_AIM OF THE EXERCISE_
Transcribe the records below without any change, covering everything from the line containing "Provide the outline of every instance of the <item>black" down to the line containing "665 611 L 638", both of those lines included.
── INPUT ──
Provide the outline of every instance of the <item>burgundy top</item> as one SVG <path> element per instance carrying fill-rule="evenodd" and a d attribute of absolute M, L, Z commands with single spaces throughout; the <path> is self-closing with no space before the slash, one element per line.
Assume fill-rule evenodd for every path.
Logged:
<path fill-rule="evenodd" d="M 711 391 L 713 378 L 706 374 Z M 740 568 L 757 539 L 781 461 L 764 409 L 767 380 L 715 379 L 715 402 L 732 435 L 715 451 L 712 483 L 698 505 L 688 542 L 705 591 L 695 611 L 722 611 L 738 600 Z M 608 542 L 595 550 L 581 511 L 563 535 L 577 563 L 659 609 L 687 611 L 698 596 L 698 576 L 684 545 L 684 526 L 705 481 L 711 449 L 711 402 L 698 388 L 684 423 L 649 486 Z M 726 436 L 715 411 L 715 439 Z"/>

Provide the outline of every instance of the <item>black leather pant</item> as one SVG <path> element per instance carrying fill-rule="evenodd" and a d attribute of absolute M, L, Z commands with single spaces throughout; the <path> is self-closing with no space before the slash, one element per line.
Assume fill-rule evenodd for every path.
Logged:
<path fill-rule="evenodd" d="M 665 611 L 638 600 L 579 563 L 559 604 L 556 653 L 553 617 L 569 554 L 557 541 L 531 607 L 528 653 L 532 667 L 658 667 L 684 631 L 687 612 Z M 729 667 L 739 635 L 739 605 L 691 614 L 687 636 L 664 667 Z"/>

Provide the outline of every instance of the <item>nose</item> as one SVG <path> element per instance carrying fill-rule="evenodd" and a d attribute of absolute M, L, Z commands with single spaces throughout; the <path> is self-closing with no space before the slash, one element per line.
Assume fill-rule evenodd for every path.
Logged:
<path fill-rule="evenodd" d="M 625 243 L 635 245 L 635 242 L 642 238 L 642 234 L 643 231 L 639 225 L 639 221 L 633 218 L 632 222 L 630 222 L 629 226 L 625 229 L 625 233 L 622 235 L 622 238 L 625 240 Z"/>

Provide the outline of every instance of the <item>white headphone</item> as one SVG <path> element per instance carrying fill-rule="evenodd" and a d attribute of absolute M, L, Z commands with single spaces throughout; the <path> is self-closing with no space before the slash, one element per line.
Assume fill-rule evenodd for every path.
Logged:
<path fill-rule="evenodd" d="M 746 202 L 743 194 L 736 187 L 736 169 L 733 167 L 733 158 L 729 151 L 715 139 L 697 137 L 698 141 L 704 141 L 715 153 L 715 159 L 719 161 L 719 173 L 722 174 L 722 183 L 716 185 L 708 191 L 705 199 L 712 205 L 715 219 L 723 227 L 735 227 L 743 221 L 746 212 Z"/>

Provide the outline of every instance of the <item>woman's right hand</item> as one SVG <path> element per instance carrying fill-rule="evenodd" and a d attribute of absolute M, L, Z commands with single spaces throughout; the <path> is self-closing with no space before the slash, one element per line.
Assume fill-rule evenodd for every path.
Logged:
───
_CORRECT RESPONSE_
Provide the outline of every instance of the <item>black leather pant</item> as one SVG <path> element per instance carrying fill-rule="evenodd" and a d attribute of absolute M, L, Z commands with single spaces throughout; the <path> is self-closing with no space before the slash, one element per line.
Assume fill-rule evenodd for every path.
Logged:
<path fill-rule="evenodd" d="M 665 611 L 638 600 L 579 563 L 559 604 L 556 653 L 553 617 L 569 554 L 557 541 L 531 607 L 528 653 L 532 667 L 658 667 L 684 631 L 687 612 Z M 729 667 L 739 635 L 739 605 L 691 614 L 687 636 L 664 667 Z"/>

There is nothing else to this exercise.